**Instructions to follow**
Answer from the article on procrastination:
(a) What date does the article carry?
(b) What blog is Tim Urban the author of?
(c) What does Urban always incorporate in his entries for emphasis?

Start Extract to read

Are You Hurting Your Career with Procrastination?

March 18, 2016

Are there certain things you know you should be doing to move your acting career forward–things you know you could do today–but you keep putting them off for one reason or another? Maybe you know you need to update your headshots, or sign up for a class, or get involved with local theater, or get to creating that webisode you’ve had in mind to expand your exposure. If this sounds like you, this entertaining video might be just what you need to motivate you.

Tim Urban is the author of the blog Wait But Why, and is described as one of the Internet’s most popular writers. His entries include a wide variety of topics such as artificial intelligence, odd friendships, why he’s always late, and what makes us who we are–and he always incorporates humorous stick-figure drawings for emphasis.

End Extract to read
Start Provided records

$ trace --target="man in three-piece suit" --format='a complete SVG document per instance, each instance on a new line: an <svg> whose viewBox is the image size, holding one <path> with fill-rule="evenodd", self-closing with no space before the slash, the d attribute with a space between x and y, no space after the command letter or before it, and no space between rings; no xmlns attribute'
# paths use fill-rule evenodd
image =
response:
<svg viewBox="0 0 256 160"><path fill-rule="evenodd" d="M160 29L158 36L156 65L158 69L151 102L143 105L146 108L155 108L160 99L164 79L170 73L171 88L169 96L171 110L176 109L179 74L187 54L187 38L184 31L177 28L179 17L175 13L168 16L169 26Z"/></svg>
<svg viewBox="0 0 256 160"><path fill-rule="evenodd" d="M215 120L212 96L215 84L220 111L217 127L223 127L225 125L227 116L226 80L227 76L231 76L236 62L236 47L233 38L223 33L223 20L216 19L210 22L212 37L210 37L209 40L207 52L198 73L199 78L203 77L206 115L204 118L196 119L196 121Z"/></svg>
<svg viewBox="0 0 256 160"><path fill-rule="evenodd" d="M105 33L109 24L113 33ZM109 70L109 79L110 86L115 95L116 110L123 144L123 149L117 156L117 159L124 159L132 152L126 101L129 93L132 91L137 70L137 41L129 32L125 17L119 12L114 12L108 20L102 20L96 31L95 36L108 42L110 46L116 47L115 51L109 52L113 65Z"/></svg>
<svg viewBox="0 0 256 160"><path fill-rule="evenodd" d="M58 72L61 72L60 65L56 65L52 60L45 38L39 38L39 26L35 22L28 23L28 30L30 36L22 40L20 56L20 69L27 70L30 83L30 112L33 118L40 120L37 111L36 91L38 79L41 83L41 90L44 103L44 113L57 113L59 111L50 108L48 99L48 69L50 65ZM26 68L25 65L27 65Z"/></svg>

End Provided records

**Solution below**
(a) March 18, 2016
(b) Wait But Why
(c) Humorous stick-figure drawings